**Work to do:**
Pull out every line of the records that contains the word "wooden" and copy each one in full.

Begin

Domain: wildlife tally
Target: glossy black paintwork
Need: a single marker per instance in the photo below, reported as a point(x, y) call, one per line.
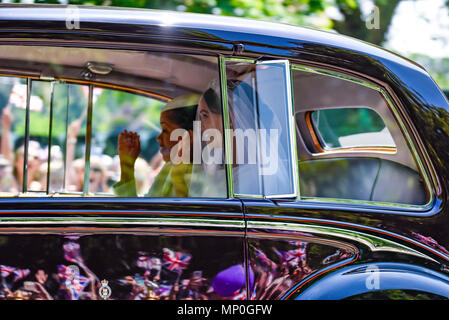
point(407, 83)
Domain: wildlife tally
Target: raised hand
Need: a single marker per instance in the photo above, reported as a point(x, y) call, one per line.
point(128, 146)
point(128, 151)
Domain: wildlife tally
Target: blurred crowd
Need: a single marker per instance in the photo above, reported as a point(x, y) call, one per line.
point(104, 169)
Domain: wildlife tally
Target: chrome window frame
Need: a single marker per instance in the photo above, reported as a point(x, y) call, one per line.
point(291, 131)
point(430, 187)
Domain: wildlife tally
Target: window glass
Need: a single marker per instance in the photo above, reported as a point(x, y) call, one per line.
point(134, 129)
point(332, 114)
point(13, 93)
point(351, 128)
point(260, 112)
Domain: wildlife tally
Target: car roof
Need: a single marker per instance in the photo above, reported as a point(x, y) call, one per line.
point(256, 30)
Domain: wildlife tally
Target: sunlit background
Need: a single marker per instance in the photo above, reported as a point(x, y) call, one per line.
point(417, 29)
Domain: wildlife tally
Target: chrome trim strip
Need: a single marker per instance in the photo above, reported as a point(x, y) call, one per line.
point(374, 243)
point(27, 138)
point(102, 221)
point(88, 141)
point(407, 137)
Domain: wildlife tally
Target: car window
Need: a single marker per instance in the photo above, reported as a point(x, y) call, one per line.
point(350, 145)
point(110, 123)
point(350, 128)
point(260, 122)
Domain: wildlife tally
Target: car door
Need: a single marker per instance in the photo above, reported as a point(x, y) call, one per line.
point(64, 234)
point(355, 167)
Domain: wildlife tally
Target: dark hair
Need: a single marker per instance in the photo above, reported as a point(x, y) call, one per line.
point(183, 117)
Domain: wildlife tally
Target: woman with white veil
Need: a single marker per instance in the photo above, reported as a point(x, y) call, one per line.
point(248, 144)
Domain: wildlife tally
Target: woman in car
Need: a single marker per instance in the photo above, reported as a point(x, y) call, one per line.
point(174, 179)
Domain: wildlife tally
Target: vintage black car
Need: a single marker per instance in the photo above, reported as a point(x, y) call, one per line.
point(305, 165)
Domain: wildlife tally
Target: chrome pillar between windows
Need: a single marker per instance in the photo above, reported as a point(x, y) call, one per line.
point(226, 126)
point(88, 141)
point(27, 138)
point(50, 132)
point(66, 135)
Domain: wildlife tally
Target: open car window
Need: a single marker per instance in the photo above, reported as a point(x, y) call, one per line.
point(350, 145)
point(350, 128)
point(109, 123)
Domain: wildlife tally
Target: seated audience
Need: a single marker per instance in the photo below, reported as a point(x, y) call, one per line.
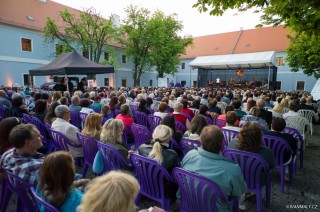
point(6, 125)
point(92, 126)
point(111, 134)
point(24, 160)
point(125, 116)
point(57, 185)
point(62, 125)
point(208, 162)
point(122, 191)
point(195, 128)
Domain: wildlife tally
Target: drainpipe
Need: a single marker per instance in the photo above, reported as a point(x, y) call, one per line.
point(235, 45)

End
Begin

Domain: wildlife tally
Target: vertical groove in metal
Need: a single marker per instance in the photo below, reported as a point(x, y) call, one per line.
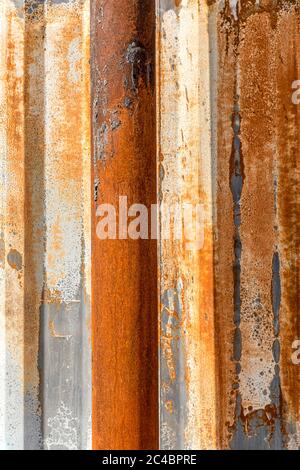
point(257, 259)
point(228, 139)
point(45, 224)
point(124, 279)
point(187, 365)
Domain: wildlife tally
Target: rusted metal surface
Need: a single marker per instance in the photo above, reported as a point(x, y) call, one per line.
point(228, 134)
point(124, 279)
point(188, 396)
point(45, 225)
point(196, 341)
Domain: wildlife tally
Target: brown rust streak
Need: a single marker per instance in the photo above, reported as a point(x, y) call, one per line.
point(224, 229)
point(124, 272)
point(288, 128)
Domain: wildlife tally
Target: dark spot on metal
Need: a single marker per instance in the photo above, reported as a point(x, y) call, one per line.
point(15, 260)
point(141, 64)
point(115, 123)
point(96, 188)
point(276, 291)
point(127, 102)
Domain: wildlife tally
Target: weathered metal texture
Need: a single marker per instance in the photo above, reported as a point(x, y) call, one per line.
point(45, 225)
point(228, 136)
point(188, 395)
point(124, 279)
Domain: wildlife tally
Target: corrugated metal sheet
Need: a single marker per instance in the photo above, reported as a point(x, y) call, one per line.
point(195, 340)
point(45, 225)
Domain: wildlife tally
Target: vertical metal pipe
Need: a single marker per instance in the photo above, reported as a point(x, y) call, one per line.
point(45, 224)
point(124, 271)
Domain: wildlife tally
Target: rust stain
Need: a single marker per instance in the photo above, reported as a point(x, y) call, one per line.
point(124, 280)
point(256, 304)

End
Begin

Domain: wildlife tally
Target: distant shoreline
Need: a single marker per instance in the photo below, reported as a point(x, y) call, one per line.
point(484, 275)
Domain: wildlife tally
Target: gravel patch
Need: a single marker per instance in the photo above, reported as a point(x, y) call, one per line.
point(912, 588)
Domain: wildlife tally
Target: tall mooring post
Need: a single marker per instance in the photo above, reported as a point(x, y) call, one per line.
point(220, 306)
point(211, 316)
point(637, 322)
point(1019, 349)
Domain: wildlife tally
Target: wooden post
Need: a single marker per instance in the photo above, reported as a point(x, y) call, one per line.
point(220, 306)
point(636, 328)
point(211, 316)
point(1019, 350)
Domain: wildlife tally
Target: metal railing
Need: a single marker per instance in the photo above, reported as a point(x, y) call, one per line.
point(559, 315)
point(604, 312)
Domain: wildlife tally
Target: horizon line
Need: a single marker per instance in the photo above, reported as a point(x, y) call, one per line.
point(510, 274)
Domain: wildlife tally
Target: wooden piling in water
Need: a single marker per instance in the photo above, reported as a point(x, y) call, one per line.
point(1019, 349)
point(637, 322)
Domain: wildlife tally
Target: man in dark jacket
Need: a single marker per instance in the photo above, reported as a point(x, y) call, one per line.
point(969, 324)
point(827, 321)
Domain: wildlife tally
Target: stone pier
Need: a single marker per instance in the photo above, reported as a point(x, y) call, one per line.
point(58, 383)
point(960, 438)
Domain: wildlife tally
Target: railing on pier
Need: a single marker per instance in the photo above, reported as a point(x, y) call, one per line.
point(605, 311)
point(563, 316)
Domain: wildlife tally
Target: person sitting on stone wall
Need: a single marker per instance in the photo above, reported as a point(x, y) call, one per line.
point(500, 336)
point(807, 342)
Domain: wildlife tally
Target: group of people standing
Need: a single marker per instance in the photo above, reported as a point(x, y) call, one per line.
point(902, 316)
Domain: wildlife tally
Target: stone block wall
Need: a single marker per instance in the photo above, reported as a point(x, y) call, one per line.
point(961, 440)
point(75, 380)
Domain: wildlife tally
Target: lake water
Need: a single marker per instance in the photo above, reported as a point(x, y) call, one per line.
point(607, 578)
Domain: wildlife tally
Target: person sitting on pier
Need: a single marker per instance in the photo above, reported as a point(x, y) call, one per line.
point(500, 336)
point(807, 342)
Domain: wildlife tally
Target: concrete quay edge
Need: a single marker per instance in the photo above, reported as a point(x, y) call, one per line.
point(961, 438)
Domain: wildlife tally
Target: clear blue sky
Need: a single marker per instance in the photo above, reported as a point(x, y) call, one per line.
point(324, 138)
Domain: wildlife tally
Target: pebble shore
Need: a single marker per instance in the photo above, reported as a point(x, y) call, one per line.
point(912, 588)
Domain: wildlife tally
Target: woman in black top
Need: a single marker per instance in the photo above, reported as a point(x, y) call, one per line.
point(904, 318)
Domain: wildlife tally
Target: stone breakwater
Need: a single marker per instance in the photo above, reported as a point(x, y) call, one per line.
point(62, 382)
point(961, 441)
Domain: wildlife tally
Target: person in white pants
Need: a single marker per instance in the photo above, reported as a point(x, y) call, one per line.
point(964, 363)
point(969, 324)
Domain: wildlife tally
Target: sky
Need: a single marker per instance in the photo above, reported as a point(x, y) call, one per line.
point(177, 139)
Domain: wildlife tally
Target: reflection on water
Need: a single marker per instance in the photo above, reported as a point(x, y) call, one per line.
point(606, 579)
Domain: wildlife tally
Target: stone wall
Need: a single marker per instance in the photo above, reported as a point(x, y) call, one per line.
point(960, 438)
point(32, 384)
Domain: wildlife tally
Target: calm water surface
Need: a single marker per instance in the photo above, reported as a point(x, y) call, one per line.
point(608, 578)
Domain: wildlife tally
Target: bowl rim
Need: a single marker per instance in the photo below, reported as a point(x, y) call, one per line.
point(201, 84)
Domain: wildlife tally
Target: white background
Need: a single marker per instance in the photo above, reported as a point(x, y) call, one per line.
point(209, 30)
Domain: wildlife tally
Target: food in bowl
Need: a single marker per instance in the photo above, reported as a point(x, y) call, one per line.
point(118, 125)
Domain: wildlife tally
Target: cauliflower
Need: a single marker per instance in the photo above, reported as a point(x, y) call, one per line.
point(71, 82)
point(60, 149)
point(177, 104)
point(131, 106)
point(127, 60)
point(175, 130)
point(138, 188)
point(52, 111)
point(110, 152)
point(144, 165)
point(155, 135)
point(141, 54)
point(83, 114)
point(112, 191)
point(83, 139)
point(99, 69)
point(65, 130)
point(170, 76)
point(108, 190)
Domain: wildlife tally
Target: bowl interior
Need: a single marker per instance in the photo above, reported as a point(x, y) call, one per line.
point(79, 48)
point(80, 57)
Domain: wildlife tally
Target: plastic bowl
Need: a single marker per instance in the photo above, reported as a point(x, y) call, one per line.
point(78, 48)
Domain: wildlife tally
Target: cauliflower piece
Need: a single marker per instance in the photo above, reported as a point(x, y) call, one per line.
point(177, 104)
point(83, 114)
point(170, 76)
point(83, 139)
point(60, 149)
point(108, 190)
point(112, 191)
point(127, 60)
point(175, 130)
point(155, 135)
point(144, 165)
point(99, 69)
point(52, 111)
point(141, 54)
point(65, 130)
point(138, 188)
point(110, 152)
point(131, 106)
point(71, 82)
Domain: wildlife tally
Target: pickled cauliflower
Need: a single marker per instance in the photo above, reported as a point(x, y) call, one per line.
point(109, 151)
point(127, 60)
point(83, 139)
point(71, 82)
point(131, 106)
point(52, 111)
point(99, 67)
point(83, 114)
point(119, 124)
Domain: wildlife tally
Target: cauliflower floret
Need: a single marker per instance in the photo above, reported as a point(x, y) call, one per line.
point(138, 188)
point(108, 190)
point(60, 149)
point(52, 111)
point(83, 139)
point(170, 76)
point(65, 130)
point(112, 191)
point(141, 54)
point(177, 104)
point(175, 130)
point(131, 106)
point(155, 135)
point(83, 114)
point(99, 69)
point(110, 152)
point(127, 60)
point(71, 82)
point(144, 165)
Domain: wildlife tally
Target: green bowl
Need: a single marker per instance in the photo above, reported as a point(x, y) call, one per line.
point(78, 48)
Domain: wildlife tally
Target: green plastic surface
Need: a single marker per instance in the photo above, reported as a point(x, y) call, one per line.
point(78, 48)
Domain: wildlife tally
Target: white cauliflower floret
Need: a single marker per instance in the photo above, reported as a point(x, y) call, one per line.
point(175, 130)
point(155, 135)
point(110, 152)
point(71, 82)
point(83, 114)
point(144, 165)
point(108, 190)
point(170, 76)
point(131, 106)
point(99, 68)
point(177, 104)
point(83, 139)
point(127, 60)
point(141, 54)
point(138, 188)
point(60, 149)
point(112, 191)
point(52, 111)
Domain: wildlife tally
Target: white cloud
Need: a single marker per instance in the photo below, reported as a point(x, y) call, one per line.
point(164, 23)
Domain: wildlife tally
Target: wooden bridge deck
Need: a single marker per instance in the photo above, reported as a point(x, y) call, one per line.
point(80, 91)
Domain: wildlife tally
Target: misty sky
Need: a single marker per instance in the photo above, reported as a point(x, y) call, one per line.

End

**Output of the task:**
Target: wooden post
Target: wooden piling in water
Target: wooden bridge deck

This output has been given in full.